[[ Material supplied, beginning ]]
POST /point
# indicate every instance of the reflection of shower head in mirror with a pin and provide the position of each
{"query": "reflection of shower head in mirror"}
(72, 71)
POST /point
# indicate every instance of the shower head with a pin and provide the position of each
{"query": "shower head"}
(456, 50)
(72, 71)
[[ Material supplied, end ]]
## [What needs to be done]
Quote the data above verbatim from its first line to the line that includes "# indicate every instance of the shower", with both boundary lines retained.

## [Answer box]
POST /point
# indicate every instance of the reflection of shower head in mirror with a pin and provide the position of each
{"query": "reflection of shower head in mirror"}
(72, 71)
POST /point
# indicate every instance of the shower head with a pin and provide the position of each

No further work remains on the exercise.